§ **Exercise description**: If a line of the data below holds the string "sneaker", copy it.

§ **Material for this task**:
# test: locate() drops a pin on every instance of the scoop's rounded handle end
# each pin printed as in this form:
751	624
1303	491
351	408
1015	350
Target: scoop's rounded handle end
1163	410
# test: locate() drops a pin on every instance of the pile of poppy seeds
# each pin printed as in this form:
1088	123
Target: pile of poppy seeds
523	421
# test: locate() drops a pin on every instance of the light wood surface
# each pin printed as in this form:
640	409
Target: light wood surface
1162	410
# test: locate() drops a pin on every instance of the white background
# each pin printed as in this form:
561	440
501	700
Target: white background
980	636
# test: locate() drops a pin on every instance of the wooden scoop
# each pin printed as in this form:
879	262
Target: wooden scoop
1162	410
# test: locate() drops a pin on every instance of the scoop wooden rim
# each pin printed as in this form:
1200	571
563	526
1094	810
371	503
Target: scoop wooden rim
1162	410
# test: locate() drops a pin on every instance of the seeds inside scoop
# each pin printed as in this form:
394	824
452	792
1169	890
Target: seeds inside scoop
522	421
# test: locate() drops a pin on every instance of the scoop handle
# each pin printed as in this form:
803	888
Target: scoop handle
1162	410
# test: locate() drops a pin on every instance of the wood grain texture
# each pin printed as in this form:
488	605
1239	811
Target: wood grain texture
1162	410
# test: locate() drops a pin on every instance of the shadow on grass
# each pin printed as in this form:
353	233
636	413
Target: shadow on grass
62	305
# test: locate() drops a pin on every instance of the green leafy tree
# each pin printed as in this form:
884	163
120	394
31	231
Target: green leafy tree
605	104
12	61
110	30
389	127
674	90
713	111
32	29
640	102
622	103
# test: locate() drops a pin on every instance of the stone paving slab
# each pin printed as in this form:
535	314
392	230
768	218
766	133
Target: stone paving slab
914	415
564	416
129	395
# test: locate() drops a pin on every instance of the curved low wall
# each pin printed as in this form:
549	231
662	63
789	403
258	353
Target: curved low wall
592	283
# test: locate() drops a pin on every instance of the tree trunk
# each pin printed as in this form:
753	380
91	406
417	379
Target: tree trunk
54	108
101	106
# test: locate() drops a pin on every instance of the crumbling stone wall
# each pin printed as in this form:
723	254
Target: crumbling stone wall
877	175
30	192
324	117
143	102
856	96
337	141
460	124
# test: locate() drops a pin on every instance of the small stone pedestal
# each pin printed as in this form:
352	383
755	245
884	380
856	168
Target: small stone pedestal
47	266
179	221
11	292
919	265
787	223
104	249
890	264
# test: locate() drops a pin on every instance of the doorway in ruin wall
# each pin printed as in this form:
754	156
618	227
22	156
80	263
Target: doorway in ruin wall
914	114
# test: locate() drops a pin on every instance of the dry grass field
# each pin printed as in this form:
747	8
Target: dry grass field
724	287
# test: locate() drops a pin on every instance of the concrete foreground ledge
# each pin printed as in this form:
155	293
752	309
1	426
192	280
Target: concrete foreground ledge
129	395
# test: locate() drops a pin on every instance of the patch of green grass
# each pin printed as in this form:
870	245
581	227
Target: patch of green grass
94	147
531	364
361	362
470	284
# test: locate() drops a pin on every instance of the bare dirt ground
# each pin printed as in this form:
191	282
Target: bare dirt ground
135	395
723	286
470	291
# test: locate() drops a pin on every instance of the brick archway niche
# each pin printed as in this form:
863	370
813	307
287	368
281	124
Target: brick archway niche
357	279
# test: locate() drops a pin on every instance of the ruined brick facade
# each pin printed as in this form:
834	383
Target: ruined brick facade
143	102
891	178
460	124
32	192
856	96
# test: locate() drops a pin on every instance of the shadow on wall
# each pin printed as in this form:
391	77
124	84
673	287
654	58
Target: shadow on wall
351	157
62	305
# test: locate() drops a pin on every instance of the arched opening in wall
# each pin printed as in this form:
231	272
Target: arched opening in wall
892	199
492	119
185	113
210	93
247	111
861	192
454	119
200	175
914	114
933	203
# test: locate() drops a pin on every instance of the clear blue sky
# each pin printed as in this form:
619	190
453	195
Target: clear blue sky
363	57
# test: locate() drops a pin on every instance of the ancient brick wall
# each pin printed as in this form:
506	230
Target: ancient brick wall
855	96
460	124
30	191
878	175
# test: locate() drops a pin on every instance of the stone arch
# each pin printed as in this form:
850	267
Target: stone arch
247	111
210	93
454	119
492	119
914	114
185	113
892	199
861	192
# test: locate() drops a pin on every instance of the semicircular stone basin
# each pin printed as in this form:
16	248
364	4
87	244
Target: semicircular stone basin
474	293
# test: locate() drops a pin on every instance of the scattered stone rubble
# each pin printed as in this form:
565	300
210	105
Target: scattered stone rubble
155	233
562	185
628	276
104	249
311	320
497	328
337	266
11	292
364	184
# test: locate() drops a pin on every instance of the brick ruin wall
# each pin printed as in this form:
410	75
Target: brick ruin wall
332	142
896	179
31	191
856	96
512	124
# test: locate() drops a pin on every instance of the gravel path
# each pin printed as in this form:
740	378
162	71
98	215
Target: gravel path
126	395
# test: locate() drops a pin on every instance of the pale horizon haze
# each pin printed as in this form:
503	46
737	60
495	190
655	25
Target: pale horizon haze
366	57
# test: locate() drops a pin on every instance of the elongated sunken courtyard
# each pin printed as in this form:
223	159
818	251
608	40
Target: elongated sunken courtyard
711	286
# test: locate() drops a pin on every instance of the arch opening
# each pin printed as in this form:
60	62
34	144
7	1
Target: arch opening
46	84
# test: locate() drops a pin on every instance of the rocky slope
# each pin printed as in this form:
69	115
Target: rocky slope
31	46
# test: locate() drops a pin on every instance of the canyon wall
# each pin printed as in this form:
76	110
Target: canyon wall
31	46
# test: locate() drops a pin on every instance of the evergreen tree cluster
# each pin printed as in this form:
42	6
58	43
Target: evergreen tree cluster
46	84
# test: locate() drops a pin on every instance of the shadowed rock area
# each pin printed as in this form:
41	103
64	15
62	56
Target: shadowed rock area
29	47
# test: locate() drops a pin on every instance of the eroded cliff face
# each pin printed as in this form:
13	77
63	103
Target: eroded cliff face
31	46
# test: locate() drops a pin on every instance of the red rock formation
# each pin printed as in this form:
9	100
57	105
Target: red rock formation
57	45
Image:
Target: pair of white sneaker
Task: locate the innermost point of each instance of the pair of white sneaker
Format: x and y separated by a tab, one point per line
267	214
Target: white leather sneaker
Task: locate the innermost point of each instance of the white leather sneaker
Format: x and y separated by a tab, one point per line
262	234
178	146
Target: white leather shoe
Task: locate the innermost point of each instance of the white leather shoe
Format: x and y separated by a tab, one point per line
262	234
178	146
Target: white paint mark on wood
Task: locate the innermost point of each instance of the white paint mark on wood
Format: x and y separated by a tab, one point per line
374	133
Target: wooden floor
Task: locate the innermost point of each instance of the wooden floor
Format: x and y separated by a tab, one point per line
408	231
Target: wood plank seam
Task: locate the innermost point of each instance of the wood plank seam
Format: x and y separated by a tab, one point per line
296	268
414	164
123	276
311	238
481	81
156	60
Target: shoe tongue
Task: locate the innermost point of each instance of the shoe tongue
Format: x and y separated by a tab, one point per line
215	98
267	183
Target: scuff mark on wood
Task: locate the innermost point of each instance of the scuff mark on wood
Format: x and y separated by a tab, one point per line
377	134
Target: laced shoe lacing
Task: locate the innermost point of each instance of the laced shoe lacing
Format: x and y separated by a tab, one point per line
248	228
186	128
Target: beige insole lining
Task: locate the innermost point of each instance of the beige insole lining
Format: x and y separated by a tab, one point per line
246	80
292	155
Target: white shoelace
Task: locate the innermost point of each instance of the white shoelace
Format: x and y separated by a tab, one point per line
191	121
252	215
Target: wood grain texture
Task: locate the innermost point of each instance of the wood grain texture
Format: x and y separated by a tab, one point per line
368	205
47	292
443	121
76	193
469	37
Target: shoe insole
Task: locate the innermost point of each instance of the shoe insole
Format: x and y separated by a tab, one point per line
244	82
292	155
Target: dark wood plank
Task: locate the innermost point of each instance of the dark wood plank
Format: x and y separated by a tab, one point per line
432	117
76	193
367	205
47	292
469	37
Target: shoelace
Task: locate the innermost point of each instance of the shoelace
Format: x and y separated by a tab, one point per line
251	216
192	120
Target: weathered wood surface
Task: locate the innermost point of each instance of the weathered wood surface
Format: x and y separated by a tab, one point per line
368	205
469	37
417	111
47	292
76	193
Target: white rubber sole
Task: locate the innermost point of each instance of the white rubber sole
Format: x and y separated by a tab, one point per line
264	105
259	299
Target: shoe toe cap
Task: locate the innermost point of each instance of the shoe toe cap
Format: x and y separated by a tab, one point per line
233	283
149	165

§ **Response for this exercise**:
Target: pair of white sneaker
Task: locate the innermost point of each instance of the pair of white sneaker
Target: white leather sneaker
Task: locate the innermost point of each instance of the white leather sneaker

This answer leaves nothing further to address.